(Records from a point-labeling set)
— Begin —
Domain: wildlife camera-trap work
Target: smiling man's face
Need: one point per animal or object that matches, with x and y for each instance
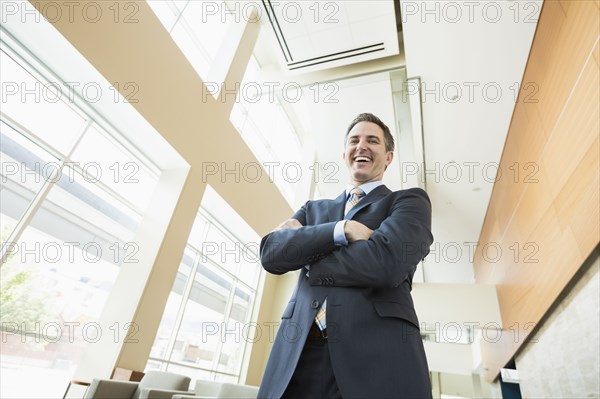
(365, 154)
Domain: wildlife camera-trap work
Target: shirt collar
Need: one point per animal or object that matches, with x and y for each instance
(367, 187)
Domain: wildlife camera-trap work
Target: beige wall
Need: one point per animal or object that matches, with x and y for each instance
(561, 358)
(170, 99)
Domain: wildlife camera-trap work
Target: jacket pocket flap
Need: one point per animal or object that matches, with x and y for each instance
(395, 309)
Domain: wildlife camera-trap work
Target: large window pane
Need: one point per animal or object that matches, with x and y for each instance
(166, 330)
(239, 330)
(199, 333)
(109, 163)
(40, 107)
(25, 168)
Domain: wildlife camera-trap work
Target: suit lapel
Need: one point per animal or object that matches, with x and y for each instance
(375, 195)
(336, 207)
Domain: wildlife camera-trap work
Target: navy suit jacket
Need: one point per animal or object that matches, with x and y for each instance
(374, 340)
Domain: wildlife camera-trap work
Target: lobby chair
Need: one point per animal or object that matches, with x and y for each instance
(154, 385)
(220, 390)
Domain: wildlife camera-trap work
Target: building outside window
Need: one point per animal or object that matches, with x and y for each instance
(72, 194)
(207, 322)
— End —
AIM:
Copy out all of the material above word for word, from start to finish, leaving out any picture.

FINISHED EXERCISE:
Domain: wildlife camera-trap work
Target: smiling man's face
Need: one point per animal or object that matches, with x and y for each instance
(365, 154)
Domain: wildlife camera-trap work
Target: shirt collar
Need: one point per animal or object that matches, with x and y for each instance
(367, 187)
Domain: wildlife camera-trap work
Target: beige wall
Need: one point per animal or object that matches, with x and y for each instance
(561, 358)
(170, 99)
Domain: wildlife camera-trap work
Target: jacket pocket flap
Need: one point per animal or object that matches, with x and y for each instance
(395, 309)
Domain: wildlife camera-trap work
Target: large window pane
Need: one point per animal or object that matches, with x and y for each instance
(166, 330)
(239, 330)
(199, 333)
(109, 163)
(40, 107)
(25, 168)
Domain: wildlife camera-trap work
Target: suit lapel
Need: one point per animal or object that matches, with x and y for each instance
(375, 195)
(336, 207)
Domain: wildlife camera-trap work
Target: navy suit jacket
Need: one point per animal or object that matches, with x and y for each instance
(374, 340)
Domain: wildlife camera-trap work
Target: lobby chair
Need: one point per animal or object that matches, with x and y for each instance
(154, 385)
(220, 390)
Domain: wildlife camera-trap work
Target: building outside window
Need: one point per animal or object that matches, with x and y for each instance
(72, 194)
(207, 322)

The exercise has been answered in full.